Resume the blog post on checking a manuscript for focus, continuing after its final paragraph about character histories.

QUOTED PASSAGE:
====

Part Three: Did you check your manuscript for FOCUS?

currently playing on my iPod: Ho Hey by the Lumineers

In THE FIRST FIVE PAGES, Noah Lukeman discusses focus in writing. This is one of my biggies. I am not alone. Writers love to, well, write. We oftentimes get all long-winded in our scenes, traipsing off into scenery details, histories, and *gasp* characters that shouldn’t even appear in the manuscript.

A setting must be clear in your reader’s mind, but you need not give every minute detail of the room where your MC meets his LI. The reader doesn’t need the type of couch, the color of the carpet, the curve of the wall, the sound of the neighbors’ drum set, and the smells of everything and everyone. Be picky. Focus. Choose one corner, where the characters sit. Or mention only the odd bits like the drums and the curving wall. Regardless of what you choose, stick to your decision and don’t blabber on and on outside your chosen focus. It will negatively affect your pacing.

If you’re going to trickle character histories into your story, only include those events that are immediately (or pretty close to it) necessary. Don’t give your reader the life story. Memoirs are a tough sell. Especially if the reader is expecting fast-paced fiction. Include just enough of your characters’ pasts so that your reader will feel sympathetic toward them or understand their motivation.

====

STORED DATA:

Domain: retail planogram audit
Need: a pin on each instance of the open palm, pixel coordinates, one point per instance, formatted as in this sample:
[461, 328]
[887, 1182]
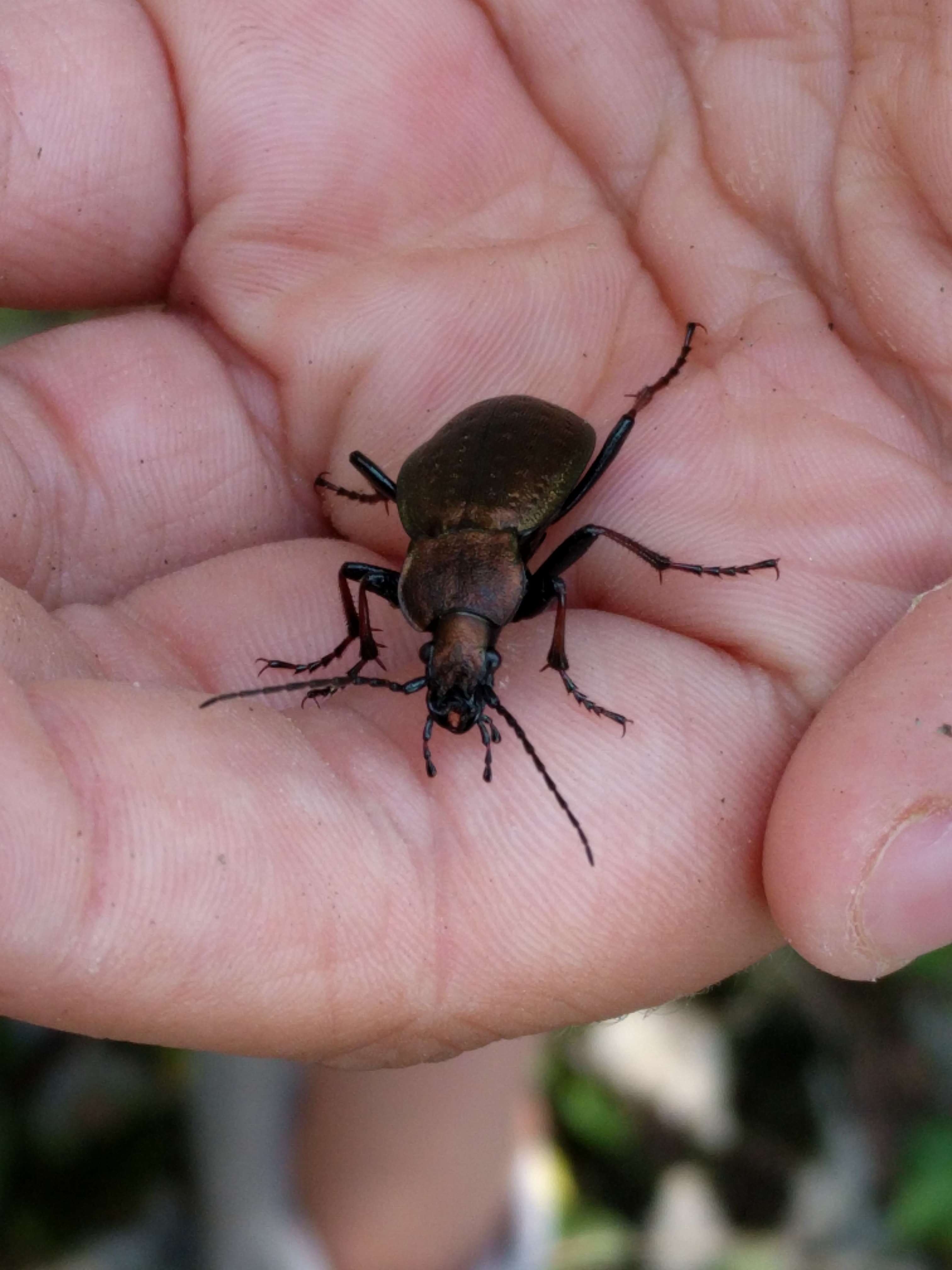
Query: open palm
[366, 218]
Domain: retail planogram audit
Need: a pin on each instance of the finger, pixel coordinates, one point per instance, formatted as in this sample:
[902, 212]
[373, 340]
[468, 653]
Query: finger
[292, 883]
[858, 861]
[131, 446]
[93, 209]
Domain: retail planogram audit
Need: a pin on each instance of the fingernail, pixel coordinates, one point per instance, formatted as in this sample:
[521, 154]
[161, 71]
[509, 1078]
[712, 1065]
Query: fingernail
[905, 906]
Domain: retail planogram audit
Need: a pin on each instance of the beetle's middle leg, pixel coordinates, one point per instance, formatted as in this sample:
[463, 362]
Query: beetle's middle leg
[371, 578]
[545, 587]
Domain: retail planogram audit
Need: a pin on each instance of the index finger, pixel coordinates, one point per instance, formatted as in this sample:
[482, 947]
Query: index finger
[93, 209]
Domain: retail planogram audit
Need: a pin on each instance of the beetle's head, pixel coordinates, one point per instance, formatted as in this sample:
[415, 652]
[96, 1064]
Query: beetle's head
[460, 667]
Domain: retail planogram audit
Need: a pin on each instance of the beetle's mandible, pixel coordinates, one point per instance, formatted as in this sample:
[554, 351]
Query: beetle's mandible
[477, 501]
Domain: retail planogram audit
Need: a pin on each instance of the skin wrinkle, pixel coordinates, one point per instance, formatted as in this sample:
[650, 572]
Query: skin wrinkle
[610, 203]
[94, 844]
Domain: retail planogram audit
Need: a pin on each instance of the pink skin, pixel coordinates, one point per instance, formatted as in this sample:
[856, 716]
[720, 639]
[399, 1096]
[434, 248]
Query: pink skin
[365, 218]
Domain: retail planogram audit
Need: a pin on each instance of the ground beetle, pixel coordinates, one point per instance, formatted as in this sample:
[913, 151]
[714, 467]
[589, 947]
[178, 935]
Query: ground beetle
[477, 501]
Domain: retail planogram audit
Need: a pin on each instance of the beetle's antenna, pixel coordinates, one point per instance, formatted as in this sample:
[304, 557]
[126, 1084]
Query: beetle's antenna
[541, 769]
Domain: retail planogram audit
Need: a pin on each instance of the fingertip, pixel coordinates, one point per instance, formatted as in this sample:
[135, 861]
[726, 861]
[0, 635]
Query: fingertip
[858, 853]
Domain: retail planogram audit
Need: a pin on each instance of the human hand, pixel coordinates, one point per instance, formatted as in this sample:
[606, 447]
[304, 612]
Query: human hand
[366, 219]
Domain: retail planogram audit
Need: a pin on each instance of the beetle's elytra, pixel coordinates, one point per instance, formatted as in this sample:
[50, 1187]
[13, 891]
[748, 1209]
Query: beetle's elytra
[477, 501]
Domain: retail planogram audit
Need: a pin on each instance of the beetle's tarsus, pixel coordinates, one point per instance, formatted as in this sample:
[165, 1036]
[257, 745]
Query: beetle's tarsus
[589, 704]
[353, 495]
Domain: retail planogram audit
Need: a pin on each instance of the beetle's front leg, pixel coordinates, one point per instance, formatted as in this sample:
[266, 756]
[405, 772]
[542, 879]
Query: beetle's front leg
[372, 474]
[544, 587]
[371, 577]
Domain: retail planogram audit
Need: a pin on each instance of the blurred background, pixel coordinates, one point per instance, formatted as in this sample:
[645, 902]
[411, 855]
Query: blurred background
[784, 1121]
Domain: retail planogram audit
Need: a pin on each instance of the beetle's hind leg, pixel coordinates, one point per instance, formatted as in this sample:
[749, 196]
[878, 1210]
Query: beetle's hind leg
[371, 578]
[372, 474]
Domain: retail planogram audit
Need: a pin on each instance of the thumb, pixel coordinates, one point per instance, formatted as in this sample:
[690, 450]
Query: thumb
[858, 854]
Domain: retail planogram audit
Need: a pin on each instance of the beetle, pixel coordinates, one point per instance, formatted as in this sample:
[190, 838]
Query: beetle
[477, 501]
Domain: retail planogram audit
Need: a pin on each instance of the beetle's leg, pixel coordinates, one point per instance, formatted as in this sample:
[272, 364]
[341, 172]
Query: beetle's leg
[427, 756]
[545, 587]
[578, 544]
[371, 577]
[372, 474]
[490, 735]
[616, 438]
[324, 688]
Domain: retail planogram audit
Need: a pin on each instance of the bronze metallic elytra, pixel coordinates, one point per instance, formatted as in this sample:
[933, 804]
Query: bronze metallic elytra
[477, 501]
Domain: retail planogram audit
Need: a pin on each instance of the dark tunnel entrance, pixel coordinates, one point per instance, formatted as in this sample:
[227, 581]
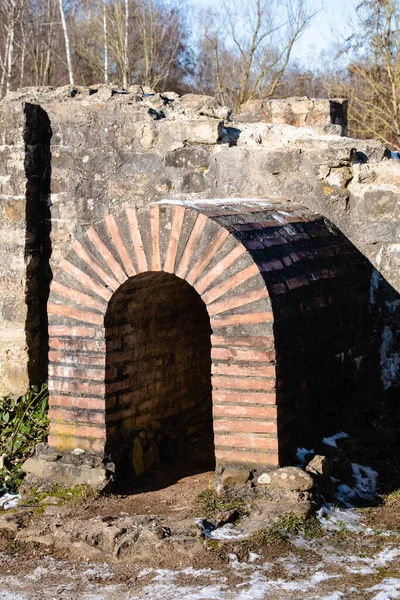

====

OUTPUT FOR THIS TASK:
Focus must also rule in bigger decisions. Do you need that girl who brought your MC to her first class at There’ssomethingfunnygoingonhere High School? Or should you chuck that chick and weave her part into a more important minor character’s role? Remember to step back from your manuscript and recall why you are writing your story. Are all the mentioned characters important? Why? Do you tie their stories up nicely by the end? You can’t leave anyone hanging. Readers will feel unsatisfied and neglected.

But be warned! I thought a character in my current manuscript was superfluous. It turned out that he was pivotal–I just hadn’t realized it myself until two of my critique partners wanted me to give him a pink slip and I fought for him. He existed as the opposite of my MC’s Love Interest, a quiet anti-foil (go with it, people) to the awesomeness of my male lead. Once I put him in his proper spot and focused on his function in the tale, he helped my male lead shine.

Go back and check your manuscript for focus in the basic technical sense considering descriptive scenes and histories. Also get a wider view. Do you need everyone currently running around in that big ole masterpiece? Focus on your theme. Your outline. Your purpose. Good luck!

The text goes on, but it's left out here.